● **What is required**
Copy out all the entries below, word for word.

Referring expression pointing data
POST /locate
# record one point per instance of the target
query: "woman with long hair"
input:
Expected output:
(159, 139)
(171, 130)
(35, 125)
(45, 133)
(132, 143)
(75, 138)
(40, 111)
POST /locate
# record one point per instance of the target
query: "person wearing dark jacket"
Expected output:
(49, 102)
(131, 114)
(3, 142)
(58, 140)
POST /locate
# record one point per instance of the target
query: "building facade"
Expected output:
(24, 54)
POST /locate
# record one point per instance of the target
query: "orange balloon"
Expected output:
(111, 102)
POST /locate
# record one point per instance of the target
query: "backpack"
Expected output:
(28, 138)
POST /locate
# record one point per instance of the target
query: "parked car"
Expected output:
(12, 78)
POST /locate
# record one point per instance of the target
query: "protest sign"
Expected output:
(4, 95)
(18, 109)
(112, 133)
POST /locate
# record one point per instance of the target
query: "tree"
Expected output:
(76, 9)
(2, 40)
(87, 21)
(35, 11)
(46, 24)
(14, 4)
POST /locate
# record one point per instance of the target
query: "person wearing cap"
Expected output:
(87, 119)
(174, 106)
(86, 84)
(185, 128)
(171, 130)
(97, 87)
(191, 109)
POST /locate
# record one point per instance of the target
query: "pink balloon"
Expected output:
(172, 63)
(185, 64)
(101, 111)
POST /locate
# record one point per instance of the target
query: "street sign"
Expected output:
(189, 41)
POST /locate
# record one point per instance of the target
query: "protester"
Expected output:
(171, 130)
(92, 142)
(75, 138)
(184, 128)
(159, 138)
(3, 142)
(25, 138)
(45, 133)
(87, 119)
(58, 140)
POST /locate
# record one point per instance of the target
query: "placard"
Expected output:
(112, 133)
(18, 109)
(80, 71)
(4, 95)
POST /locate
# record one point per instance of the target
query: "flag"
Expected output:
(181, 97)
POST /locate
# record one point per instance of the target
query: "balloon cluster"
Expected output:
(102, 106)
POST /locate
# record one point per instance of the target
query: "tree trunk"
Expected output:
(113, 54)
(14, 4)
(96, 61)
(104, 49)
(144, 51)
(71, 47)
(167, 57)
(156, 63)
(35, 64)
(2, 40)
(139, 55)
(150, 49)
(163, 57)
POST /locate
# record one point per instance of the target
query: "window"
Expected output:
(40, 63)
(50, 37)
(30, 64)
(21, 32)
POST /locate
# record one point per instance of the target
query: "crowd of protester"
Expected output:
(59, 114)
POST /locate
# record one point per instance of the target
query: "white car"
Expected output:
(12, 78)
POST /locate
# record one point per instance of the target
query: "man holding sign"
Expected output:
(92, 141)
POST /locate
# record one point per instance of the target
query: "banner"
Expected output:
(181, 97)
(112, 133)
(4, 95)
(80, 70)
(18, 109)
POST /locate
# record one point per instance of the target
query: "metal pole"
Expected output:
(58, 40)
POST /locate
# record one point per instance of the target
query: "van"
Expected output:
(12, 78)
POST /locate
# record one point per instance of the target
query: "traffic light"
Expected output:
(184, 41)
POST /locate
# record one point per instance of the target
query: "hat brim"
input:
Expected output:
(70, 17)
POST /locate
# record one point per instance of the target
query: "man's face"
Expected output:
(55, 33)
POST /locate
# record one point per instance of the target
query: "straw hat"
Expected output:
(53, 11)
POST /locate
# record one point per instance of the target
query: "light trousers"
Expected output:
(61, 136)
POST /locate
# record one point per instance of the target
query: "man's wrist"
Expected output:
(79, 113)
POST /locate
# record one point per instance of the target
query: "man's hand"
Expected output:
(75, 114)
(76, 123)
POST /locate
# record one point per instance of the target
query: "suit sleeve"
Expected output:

● **Task answer**
POST /locate
# record one point per instance of the target
query: "woman with long hair"
input:
Expected output:
(159, 139)
(171, 130)
(35, 125)
(45, 133)
(132, 143)
(75, 138)
(40, 111)
POST /locate
# record one point per instance of the target
query: "person wearing dark jacket"
Expected output:
(49, 102)
(131, 114)
(3, 142)
(58, 140)
POST /locate
# record one point per instance of the target
query: "building facade"
Expected output:
(24, 54)
POST /locate
# record one point per instance of the target
query: "orange balloon"
Expected output:
(111, 102)
POST /locate
# record one point per instance of the target
query: "backpack"
Expected output:
(28, 138)
POST /locate
# record one point per instance of the target
query: "parked car"
Expected output:
(12, 78)
POST /locate
# record one point per instance of the target
query: "protest sign"
Expected output:
(4, 95)
(18, 109)
(112, 133)
POST /locate
# record one point per instance of the target
query: "tree"
Expected output:
(76, 9)
(2, 40)
(87, 21)
(35, 11)
(46, 24)
(14, 4)
POST /locate
# record one point per instance of the target
query: "person wearing cap"
Expected output:
(87, 119)
(174, 106)
(86, 84)
(185, 128)
(171, 130)
(97, 87)
(191, 109)
POST /locate
# record one point per instance of the target
query: "pink balloon"
Expected output:
(172, 63)
(185, 64)
(101, 111)
POST /locate
# record one point per instance of the target
query: "street sign"
Expected output:
(189, 41)
POST /locate
# record one point per instance of the target
query: "protester"
Expected output:
(171, 130)
(92, 142)
(75, 138)
(184, 128)
(159, 138)
(3, 142)
(25, 138)
(45, 133)
(87, 119)
(58, 140)
POST /locate
# record one point per instance of the target
query: "placard"
Expected output:
(112, 133)
(18, 109)
(80, 71)
(4, 95)
POST /locate
# record one point per instance of the target
query: "flag"
Expected output:
(181, 97)
POST /locate
# record one point per instance of the target
query: "balloon cluster"
Expected output:
(102, 106)
POST /locate
# record one point per instance of the target
query: "tree trunk"
Expected output:
(113, 54)
(14, 4)
(96, 61)
(104, 49)
(144, 51)
(71, 47)
(167, 57)
(156, 63)
(35, 64)
(2, 40)
(139, 55)
(150, 49)
(163, 57)
POST /locate
# record one point per instance of the target
query: "window"
Expected output:
(40, 63)
(50, 37)
(30, 64)
(21, 32)
POST /locate
# record one point per instance of the target
query: "crowd of protester"
Expected output:
(59, 114)
POST /locate
# record one point per instance of the target
query: "white car"
Expected output:
(12, 78)
POST /locate
# record one point per instance of the target
query: "man holding sign"
Expected output:
(92, 141)
POST /locate
# record one point per instance of the target
query: "banner"
Expected output:
(181, 97)
(112, 133)
(4, 95)
(80, 70)
(18, 109)
POST /locate
# record one point per instance of the target
query: "metal pole"
Expected output:
(58, 40)
POST /locate
# record one point per instance of the target
query: "van"
Expected output:
(12, 78)
POST /locate
# record one point per instance of the target
query: "traffic light"
Expected output:
(184, 41)
POST /locate
# record one point per instance of the target
query: "hat brim"
input:
Expected output:
(70, 17)
POST /locate
# record one point per instance of the target
query: "man's face"
Expected output:
(55, 33)
POST /locate
# record one point per instance of the target
query: "straw hat"
Expected output:
(53, 11)
POST /locate
# record one point per instance of the target
query: "light trousers"
Expected output:
(61, 136)
POST /locate
# record one point per instance of the target
query: "man's wrist"
Expected output:
(79, 113)
POST /locate
# record one point per instance of the target
query: "man's hand"
Expected output:
(75, 114)
(76, 123)
POST /locate
# record one point per instance of the target
query: "suit sleeve"
Expected output:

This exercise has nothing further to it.